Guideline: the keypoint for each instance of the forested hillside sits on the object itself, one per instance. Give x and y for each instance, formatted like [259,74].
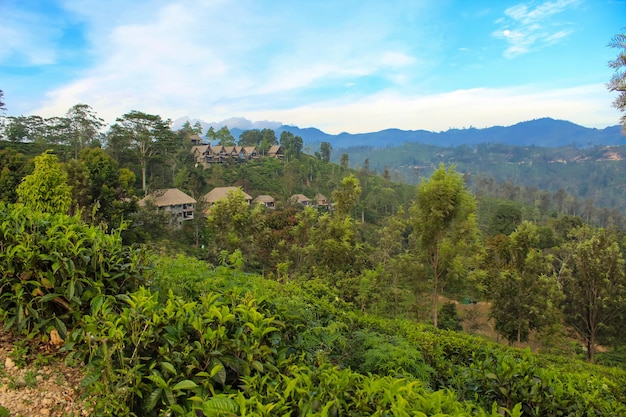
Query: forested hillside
[365,302]
[590,176]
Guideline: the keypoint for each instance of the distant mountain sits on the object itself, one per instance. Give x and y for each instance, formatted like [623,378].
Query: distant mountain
[545,132]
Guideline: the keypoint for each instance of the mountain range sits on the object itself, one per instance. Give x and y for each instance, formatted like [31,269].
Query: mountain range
[544,132]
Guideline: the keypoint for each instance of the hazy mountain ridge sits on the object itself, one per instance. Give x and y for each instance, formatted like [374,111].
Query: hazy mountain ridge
[545,132]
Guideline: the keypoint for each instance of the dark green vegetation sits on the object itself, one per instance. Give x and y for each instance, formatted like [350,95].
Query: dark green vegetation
[363,309]
[587,182]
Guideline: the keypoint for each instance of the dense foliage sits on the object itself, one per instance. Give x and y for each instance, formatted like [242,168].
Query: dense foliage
[335,309]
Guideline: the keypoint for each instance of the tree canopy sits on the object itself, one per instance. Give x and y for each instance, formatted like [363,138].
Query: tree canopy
[618,81]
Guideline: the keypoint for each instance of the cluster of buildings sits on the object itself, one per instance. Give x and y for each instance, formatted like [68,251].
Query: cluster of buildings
[182,206]
[208,154]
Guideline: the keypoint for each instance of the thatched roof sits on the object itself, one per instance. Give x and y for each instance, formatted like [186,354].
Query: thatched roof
[200,149]
[263,198]
[220,193]
[300,198]
[321,200]
[167,197]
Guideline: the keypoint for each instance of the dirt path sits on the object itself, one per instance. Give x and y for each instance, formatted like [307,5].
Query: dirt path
[44,387]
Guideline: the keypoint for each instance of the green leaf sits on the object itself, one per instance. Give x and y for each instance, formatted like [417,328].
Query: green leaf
[185,384]
[48,297]
[167,366]
[152,399]
[90,378]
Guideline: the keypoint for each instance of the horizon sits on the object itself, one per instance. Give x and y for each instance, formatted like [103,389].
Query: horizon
[352,67]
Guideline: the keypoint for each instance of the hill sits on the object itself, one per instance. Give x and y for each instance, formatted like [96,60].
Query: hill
[545,132]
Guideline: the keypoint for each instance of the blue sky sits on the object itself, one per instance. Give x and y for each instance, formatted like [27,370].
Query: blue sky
[354,66]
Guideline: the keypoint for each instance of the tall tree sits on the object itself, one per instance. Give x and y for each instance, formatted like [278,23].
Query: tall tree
[522,286]
[325,149]
[147,135]
[618,81]
[12,170]
[46,189]
[594,284]
[101,188]
[346,195]
[84,127]
[292,145]
[444,226]
[345,161]
[252,137]
[224,137]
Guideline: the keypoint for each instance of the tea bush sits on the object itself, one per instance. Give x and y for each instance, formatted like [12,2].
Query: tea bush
[53,265]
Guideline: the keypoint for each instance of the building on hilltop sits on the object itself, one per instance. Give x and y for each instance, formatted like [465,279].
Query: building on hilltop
[221,193]
[173,201]
[302,199]
[266,200]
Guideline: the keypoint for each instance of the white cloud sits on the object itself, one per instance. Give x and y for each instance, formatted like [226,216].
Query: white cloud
[21,45]
[183,57]
[481,107]
[524,27]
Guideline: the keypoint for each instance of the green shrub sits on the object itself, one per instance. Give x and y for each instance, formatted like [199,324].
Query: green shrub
[53,265]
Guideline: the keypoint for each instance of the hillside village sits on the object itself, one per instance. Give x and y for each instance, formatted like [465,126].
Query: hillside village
[182,206]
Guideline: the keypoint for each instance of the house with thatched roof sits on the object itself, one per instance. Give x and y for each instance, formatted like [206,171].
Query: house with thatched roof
[302,199]
[201,153]
[173,201]
[221,193]
[321,201]
[276,152]
[266,200]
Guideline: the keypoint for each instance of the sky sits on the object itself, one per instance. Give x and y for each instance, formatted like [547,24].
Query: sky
[340,66]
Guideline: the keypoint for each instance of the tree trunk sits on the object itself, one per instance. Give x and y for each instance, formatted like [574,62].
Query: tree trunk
[436,300]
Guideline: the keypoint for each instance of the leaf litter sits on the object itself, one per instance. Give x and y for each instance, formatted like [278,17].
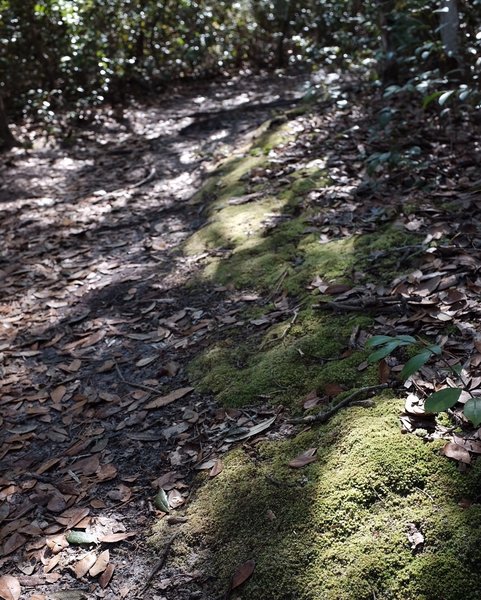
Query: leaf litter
[96,408]
[97,327]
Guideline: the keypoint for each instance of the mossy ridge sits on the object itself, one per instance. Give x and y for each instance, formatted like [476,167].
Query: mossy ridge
[340,525]
[287,367]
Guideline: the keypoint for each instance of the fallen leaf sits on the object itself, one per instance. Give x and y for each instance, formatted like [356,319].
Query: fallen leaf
[251,431]
[100,564]
[161,501]
[172,397]
[14,542]
[81,537]
[303,459]
[9,588]
[58,393]
[82,567]
[106,576]
[384,371]
[217,468]
[242,573]
[113,538]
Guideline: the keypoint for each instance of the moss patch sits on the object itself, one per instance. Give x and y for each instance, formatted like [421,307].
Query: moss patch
[338,528]
[283,368]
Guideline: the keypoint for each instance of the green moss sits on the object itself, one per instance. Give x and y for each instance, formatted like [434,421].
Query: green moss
[288,362]
[338,528]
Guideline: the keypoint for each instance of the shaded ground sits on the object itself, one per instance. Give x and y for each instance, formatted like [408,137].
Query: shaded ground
[230,238]
[95,293]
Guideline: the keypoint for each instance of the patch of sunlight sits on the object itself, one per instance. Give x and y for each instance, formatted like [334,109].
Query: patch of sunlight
[338,528]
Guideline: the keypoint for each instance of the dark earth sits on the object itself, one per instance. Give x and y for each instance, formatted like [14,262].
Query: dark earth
[99,317]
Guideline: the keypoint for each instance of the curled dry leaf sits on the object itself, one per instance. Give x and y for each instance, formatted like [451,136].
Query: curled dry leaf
[9,588]
[242,573]
[106,576]
[303,459]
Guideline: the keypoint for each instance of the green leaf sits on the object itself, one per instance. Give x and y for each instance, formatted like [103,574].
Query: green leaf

*Aim of the task*: Copy nothing except the lines from the one holding "Guideline: the keypoint for each instance of the dark earth" through the last line of the data above, and return them exactly.

*Reply to the task*:
Guideline: the keypoint for each instance of the dark earth sits on the object itself, one per instance. Give x and y for each instance, formatted like [14,262].
Query: dark earth
[99,317]
Guideline: the keypoint for each instance of the curled dry leaf sits on the object itself, one per instance. Give x and y for each instance, formatted like [451,136].
Query: curled dry leaf
[9,588]
[242,573]
[106,576]
[303,459]
Guideline: the keypoint for each instance of the green leaf sits on the object itself, one per instance. Give x and y for each instance, formatted like [103,574].
Query: green leaf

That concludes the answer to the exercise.